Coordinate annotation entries
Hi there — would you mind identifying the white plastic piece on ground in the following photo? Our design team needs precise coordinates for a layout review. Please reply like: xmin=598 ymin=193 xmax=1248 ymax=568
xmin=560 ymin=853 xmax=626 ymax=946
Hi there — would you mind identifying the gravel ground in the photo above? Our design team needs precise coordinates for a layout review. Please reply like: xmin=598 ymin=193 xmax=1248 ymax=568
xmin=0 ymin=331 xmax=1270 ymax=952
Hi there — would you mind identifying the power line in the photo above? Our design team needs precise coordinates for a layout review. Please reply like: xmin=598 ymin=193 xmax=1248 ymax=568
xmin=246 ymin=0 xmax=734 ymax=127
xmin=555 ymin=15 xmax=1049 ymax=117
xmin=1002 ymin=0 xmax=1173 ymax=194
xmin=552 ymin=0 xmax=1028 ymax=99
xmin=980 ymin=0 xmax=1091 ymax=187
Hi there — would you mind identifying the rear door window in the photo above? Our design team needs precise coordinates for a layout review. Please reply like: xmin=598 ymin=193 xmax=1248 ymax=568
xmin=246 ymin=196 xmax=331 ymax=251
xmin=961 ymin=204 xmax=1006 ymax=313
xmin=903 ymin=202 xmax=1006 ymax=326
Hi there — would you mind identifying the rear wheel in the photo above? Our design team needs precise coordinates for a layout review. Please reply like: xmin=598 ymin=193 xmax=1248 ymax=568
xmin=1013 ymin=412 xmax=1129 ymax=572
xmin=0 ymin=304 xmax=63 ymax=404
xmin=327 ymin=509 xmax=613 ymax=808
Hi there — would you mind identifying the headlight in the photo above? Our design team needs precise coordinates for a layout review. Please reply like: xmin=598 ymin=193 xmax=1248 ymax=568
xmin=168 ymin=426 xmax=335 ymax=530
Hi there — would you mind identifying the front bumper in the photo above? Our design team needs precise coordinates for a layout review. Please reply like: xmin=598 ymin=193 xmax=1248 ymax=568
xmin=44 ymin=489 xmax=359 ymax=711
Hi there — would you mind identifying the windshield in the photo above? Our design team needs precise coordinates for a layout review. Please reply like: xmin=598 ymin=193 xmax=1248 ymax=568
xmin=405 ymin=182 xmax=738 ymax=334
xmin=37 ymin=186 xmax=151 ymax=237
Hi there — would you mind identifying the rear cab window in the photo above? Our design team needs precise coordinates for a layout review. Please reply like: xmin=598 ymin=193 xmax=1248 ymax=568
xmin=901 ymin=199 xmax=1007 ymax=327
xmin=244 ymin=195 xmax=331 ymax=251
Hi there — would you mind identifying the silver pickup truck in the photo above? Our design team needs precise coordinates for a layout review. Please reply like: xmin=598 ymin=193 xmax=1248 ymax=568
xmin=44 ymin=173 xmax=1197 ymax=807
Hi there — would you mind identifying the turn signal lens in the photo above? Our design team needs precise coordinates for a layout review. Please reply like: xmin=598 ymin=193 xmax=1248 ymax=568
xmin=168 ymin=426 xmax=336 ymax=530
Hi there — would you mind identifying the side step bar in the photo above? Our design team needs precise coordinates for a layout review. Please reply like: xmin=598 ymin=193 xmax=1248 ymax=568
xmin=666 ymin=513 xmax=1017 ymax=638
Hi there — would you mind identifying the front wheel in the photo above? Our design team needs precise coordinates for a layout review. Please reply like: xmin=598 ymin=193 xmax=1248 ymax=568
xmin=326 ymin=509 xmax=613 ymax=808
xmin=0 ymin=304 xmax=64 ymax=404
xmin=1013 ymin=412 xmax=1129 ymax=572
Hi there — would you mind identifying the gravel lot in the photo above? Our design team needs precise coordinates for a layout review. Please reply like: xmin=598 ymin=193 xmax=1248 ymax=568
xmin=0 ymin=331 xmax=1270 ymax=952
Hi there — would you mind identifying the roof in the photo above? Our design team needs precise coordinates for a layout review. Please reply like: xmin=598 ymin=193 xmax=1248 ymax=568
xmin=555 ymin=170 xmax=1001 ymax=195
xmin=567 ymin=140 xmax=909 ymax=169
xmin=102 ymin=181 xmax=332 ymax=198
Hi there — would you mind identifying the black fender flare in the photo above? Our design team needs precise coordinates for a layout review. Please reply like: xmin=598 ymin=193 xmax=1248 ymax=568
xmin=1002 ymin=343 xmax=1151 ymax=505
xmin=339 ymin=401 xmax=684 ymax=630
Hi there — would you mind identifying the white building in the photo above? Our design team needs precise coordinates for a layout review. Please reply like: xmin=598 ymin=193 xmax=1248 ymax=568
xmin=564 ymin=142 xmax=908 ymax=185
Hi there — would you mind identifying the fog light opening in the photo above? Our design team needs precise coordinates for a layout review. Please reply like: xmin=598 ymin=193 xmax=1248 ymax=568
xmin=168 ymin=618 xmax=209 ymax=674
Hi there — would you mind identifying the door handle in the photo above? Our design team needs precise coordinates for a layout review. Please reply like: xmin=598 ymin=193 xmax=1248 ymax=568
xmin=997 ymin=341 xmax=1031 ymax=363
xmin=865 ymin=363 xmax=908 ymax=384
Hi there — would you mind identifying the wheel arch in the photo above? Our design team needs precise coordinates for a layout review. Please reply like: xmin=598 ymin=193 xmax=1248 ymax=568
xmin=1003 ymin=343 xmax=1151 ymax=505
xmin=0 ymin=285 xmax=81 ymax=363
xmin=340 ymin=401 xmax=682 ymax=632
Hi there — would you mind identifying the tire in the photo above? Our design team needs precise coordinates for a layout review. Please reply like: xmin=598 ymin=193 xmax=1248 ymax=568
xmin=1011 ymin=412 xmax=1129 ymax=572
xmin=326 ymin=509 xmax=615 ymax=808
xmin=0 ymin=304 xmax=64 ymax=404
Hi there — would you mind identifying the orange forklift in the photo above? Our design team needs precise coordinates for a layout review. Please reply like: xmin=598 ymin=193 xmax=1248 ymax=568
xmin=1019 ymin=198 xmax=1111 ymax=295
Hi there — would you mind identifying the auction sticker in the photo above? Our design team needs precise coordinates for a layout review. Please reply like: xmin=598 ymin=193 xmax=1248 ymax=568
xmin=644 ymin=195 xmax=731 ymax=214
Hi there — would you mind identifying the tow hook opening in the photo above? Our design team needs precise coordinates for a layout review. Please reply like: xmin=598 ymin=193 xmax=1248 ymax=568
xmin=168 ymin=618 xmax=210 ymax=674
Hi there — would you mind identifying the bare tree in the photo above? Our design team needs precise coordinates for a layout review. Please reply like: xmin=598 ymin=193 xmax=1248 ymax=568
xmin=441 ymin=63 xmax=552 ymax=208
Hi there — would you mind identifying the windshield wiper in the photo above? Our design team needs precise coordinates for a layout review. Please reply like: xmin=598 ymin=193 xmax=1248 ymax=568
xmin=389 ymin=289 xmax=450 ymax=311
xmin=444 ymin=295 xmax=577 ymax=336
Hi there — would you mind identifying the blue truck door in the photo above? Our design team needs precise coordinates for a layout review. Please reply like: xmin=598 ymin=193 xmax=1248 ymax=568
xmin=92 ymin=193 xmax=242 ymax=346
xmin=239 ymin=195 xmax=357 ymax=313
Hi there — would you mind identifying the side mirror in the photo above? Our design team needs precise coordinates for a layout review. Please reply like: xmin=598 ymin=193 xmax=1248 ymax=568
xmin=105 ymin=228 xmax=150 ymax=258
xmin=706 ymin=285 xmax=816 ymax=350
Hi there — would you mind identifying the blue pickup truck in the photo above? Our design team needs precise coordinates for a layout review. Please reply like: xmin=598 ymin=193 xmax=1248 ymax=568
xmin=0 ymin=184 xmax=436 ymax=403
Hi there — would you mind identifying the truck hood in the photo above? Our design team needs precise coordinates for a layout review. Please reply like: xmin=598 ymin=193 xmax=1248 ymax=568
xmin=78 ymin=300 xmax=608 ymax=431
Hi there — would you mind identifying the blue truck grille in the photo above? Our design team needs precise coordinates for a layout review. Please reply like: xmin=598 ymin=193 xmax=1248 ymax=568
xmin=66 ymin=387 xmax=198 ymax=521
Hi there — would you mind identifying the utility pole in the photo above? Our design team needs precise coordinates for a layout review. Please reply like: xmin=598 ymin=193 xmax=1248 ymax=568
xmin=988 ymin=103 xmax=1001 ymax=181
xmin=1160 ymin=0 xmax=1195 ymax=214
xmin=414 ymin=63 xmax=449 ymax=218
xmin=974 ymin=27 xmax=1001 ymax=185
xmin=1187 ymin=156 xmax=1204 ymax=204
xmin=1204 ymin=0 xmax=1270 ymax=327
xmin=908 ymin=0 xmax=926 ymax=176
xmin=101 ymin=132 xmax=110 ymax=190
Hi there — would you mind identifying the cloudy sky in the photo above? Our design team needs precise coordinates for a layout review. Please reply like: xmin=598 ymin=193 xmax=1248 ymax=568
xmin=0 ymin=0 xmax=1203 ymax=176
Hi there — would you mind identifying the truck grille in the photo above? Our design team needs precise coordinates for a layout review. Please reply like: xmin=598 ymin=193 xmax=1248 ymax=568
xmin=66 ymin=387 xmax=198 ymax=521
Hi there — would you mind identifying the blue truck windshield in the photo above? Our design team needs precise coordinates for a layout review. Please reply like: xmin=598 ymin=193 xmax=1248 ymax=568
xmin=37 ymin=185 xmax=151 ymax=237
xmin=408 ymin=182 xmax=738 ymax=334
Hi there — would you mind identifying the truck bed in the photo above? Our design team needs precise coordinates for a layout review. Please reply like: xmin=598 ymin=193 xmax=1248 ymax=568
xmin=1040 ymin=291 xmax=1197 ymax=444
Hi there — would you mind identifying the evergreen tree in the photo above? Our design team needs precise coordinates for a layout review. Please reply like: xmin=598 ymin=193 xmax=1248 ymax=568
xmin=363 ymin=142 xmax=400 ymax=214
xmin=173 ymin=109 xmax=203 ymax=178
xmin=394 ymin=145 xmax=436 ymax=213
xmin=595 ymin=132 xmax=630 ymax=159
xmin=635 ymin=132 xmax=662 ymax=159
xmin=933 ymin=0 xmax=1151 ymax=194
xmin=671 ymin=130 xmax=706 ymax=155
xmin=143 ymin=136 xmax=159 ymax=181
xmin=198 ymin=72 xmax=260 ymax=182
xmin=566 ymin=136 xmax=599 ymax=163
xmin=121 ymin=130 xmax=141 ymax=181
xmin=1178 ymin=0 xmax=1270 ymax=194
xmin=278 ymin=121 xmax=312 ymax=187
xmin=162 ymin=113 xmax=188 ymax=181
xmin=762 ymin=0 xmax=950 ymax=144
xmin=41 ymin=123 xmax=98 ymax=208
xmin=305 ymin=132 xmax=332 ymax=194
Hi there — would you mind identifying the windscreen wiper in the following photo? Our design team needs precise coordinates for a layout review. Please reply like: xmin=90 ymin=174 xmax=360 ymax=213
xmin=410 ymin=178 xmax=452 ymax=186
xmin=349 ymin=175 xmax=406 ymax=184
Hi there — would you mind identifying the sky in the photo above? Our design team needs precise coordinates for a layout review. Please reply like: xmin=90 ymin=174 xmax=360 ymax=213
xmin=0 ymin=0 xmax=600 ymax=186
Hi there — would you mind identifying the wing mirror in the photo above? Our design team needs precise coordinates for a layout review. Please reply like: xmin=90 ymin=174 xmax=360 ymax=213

**TASK INSTRUCTIONS:** Write out again the items above, beginning at the line containing "Hi there — would you mind identifying the evergreen" and running through the line containing "xmin=173 ymin=109 xmax=203 ymax=178", and add 14 to every coordinate in the answers.

**TASK RESULT:**
Hi there — would you mind identifying the evergreen tree in the photo above? Our design team needs precise coordinates for a layout review. Please reply like: xmin=598 ymin=193 xmax=1248 ymax=568
xmin=377 ymin=156 xmax=414 ymax=228
xmin=187 ymin=123 xmax=217 ymax=192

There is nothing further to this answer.